## SELECTED EXTRACT
++++++++

Liposuction

  • What is Liposuction?
  • What does Liposuction accomplish?
  • How is it done?
  • Who are good candidates for Liposuction?
  • How long will the effect of Liposuction last?
  • Liposuction is a technique to remove unwanted fat deposits from specific areas of the body (e.g. neck, upper arms, abdomen, back, buttocks, hips, thighs, knees, calves and ankles).
  • It allows the removal of fat using a small hollow metal tube (known as a cannula) under a controlled vacuum suction.
  • Liposuction is NOT a method of weight reduction, but is a method of removing localized fat from areas that do not respond to dieting or exercise.
  • Our size can be changed by weight reduction and exercise but our shape stays relatively the same.
  • Our shape is dictated by our bone structure, our muscle mass as well as the volume and distribution of fat. The location of fat cells is determined by heredity (familial traits) and gender (male vs. female).
  • Since liposuction removes fat cells, the number of fat cells decreases, but the fat cells remaining may still increase in size if the individual gains weight.
  • It is designed to remove localized areas of fat and help contour the individual’s shape.
  • By removing the prominent areas of fat, it establishes more normal proportions between different areas of the body.
  • Patients must continue to watch their diet and maintain adequate exercise after surgery.
  • In general, patients will not see much difference on the scale but will see a difference in inches. The average weight loss is approximately 2 pounds per liter of fat removed.
  • If patients gain weight after liposuction, they will gain it more uniformly throughout the body and not just in the former areas that were more prominent.
  • There are two types of liposuction performed. These include tumescent liposuction and ultrasonic liposuction.
  • A small incision (approximately ¼ of an inch) is made in the area adjacent to the localized fat pocket.
  • At first, a tumescent solution that consists of saline with medications (Lidocaine and Epinephrine) is injected into the area that is going to be suctioned. This allows the area to become numb and contributes to the control of bleeding.

++++++++

## GIVEN DATA

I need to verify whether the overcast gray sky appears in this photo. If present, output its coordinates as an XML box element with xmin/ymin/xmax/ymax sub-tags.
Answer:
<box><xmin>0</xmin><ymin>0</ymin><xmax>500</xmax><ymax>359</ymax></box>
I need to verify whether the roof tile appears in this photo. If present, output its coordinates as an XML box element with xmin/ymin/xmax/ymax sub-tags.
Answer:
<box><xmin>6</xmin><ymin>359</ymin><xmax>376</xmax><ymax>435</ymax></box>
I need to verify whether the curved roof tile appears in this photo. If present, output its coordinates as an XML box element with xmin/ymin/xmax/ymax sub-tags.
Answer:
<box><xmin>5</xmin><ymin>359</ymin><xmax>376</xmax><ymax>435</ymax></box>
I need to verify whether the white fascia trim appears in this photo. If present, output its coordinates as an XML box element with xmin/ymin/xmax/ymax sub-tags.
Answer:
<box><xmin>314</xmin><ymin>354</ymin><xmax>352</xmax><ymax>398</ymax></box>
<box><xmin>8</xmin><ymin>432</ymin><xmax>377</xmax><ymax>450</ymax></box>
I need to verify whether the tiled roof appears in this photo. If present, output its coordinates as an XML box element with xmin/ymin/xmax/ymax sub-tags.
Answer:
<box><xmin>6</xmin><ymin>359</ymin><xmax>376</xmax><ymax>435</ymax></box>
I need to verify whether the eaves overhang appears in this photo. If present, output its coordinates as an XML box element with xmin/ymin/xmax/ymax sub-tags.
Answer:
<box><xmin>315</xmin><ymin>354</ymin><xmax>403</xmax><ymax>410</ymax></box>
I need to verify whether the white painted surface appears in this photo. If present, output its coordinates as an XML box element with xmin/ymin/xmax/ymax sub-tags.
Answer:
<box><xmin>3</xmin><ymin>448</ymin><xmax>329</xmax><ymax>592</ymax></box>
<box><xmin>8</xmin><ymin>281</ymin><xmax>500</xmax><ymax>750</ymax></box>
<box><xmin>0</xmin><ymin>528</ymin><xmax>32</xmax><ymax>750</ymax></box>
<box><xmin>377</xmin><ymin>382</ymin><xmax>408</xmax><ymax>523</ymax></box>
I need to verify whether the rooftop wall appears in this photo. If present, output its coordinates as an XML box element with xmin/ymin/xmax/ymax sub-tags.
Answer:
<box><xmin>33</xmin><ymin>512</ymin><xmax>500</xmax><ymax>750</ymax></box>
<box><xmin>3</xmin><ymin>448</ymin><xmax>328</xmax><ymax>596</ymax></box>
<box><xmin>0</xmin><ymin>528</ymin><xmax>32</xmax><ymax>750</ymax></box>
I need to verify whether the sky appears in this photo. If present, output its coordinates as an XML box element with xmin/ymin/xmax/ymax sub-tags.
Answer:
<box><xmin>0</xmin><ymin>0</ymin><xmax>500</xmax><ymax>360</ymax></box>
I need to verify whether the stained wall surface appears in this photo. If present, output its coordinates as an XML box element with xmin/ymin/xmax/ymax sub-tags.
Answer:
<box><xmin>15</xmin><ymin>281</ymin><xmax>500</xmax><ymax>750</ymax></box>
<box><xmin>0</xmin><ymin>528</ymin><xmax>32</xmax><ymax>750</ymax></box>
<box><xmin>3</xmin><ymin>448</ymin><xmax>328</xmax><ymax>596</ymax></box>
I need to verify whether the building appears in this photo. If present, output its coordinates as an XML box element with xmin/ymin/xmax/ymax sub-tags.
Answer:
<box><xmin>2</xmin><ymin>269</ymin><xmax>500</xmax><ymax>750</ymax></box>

++++++++

## CHECK YOUR UNDERSTANDING
[1] In the liposuction text, what is the average weight loss per liter of fat removed?
[2] Decide whether each statement agrees with the liposuction text. Answer yes or no, and quote the words from the text that decide it.
(a) Liposuction is a method of weight reduction.
(b) The tumescent solution contains Lidocaine and Epinephrine.
(c) The incision made next to the fat pocket is about half an inch long.
[3] Pick up the liposuction text after its last sentence and continue it.
The rows are separate material and not part of the liposuction text.

## SOLVED PROBLEMS
[1] Approximately 2 pounds per liter of fat removed.

[2]
(a) No: "Liposuction is NOT a method of weight reduction"
(b) Yes: "a tumescent solution that consists of saline with medications (Lidocaine and Epinephrine)"
(c) No: "A small incision (approximately ¼ of an inch)"

[3]
  • Once all areas are treated with this fluid, ultrasound energy may be used (ultrasonic liposuction) to break down the fat.
  • Liposuction is then begun. It is performed by using a hollow metal surgical instrument (cannula) that is inserted through small skin incision(s) and is passed back and forth through the area of fatty deposit. The cannula is attached to a vacuum source, which provides the suction needed to remove the fatty tissue.
  • The best candidates for liposuction are individuals of relatively normal weight who have excess fat in particular body areas. Having firm, elastic skin will result in a better final contour after liposuction.
  • Hanging skin will not redrape itself to the new contours and may require additional surgical techniques to remove and tighten it. Body contour irregularities due to structures other than fat cannot be improved by this technique.
  • In general, liposuction itself will not improve areas of dimpled skin known as "cellulite”.
  • Reducing the populations of fat cells in an area will produce a contour alteration that is expected to be permanent. However, the size of the fat cells that are left behind is controlled by diet and exercise. If the patient gains weight, the fat cells will increase in size and make the area fuller.
  • Subsequent alterations in the body contour may occur as a result of aging, weight gain or loss, pregnancy, and/or a variety of other circumstances which may not be related to the location of fat.